### Required work
Go through the entries below and copy each line that holds the word "palm".

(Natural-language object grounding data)

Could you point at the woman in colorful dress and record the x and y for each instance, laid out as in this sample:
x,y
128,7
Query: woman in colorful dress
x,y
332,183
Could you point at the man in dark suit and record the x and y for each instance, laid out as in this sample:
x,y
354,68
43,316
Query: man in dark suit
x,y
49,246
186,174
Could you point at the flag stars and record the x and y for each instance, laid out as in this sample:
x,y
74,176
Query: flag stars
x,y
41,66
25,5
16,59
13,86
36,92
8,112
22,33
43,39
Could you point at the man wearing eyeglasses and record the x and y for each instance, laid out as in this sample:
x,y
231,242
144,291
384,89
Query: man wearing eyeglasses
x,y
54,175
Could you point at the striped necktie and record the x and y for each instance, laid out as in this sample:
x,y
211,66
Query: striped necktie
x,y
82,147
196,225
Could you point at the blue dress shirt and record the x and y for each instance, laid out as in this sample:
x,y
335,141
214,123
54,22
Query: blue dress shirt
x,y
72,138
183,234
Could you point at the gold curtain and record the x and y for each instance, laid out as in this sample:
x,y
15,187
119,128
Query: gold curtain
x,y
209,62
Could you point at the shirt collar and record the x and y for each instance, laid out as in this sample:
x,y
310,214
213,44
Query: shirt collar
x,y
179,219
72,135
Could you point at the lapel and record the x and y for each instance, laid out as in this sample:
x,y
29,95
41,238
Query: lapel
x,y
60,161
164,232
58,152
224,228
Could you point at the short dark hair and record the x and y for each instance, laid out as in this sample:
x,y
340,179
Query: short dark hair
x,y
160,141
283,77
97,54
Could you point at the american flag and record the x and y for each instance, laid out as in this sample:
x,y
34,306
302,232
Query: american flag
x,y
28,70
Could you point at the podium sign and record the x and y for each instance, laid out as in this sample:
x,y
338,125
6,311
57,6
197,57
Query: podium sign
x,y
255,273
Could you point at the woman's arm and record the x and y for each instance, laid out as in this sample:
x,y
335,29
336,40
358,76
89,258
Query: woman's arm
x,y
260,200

---

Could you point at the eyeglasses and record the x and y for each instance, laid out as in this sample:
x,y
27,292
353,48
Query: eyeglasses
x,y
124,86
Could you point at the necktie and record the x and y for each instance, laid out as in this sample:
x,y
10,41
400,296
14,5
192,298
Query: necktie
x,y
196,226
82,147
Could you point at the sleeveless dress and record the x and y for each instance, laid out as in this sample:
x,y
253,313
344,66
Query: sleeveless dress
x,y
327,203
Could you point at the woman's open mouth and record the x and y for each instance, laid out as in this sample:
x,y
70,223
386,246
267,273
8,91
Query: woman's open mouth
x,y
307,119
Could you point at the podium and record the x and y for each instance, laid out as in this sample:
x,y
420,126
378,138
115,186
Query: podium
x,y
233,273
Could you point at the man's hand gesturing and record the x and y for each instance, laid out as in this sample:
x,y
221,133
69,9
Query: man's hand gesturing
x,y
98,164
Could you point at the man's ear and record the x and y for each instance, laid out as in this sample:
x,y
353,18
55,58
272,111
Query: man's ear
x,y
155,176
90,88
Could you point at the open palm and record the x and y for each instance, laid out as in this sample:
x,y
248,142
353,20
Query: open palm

* * *

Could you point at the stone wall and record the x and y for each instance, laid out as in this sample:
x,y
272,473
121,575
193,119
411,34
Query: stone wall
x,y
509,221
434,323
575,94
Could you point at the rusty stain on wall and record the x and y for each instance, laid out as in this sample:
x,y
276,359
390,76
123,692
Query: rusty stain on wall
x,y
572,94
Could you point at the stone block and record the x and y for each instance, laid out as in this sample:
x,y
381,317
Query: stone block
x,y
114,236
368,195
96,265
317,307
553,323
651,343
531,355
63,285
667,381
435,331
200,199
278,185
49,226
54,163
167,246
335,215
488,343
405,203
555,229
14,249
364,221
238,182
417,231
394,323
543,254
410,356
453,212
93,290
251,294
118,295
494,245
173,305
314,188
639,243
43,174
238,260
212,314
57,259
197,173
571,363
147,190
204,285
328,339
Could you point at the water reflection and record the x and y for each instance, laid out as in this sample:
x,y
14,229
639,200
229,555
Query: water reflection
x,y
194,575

### Task output
Could you point at the open palm and record the x and y for each instance, laid out as in this sample:
Query: open palm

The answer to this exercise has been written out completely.